What you are asked to do: Rewrite the listing below with every "A single pin" swapped for "One point", leaving all other text untouched.

Excerpts from point annotation data:
<<<<
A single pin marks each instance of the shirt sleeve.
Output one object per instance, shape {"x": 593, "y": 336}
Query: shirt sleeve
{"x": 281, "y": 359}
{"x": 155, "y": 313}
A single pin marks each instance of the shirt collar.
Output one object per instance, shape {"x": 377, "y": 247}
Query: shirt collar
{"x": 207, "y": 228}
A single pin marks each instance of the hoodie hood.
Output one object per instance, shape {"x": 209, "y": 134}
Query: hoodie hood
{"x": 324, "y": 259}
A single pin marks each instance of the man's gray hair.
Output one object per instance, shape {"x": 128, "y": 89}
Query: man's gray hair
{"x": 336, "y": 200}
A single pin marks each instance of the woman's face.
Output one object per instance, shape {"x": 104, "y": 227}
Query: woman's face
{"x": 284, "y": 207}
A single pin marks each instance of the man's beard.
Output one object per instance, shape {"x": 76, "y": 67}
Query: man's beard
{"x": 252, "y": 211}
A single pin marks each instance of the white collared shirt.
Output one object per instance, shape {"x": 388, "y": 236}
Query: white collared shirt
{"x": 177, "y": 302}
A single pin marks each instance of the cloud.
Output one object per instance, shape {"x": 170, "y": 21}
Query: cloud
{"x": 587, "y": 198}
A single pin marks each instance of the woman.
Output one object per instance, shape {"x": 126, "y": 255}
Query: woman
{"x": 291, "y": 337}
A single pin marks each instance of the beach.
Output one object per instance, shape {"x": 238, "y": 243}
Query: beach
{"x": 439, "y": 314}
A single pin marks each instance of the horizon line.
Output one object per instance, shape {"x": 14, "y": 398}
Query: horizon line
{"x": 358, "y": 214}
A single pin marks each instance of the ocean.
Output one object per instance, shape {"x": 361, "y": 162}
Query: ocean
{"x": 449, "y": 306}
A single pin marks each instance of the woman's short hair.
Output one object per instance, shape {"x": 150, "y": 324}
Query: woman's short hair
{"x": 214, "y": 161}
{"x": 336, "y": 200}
>>>>
Exercise solution:
One point marks each instance of the shirt sleeve.
Output one object per instance, shape {"x": 593, "y": 336}
Query: shirt sleeve
{"x": 281, "y": 359}
{"x": 155, "y": 313}
One point marks each instance of the shirt collar.
Output one object per instance, shape {"x": 377, "y": 247}
Query: shirt collar
{"x": 207, "y": 228}
One point marks each instance of the hoodie hood.
Output one object per instance, shape {"x": 209, "y": 134}
Query: hoodie hood
{"x": 324, "y": 259}
One point marks each instance of the man's gray hair.
Output one object per instance, shape {"x": 128, "y": 89}
Query: man's gray hair
{"x": 336, "y": 200}
One point marks each instance of the woman's face.
Output one object per instance, shape {"x": 104, "y": 227}
Query: woman's face
{"x": 284, "y": 207}
One point marks each instance of the man's beard.
Output one object per instance, shape {"x": 76, "y": 67}
Query: man's beard
{"x": 252, "y": 211}
One point marks each instance of the white collared shirt.
Output one object per instance, shape {"x": 388, "y": 236}
Query: white collared shirt
{"x": 177, "y": 302}
One point marks each instance of the cloud.
Output one object per instance, shape {"x": 170, "y": 21}
Query: cloud
{"x": 587, "y": 198}
One point marks each instance of the woman.
Output one object per instance, shape {"x": 126, "y": 255}
Query: woman
{"x": 291, "y": 337}
One point marks each instance of the beach.
Output one object per instance, shape {"x": 238, "y": 243}
Query: beach
{"x": 439, "y": 314}
One point marks each instance of the horizon line.
Output one object per instance, shape {"x": 14, "y": 398}
Query: horizon line
{"x": 358, "y": 214}
One point marks each instance of the ocean.
Output one object per instance, shape {"x": 361, "y": 162}
Query: ocean
{"x": 449, "y": 306}
One point marks each instance of the woman's short hair.
Output one object per instance, shape {"x": 150, "y": 324}
Query: woman's short hair
{"x": 214, "y": 161}
{"x": 336, "y": 200}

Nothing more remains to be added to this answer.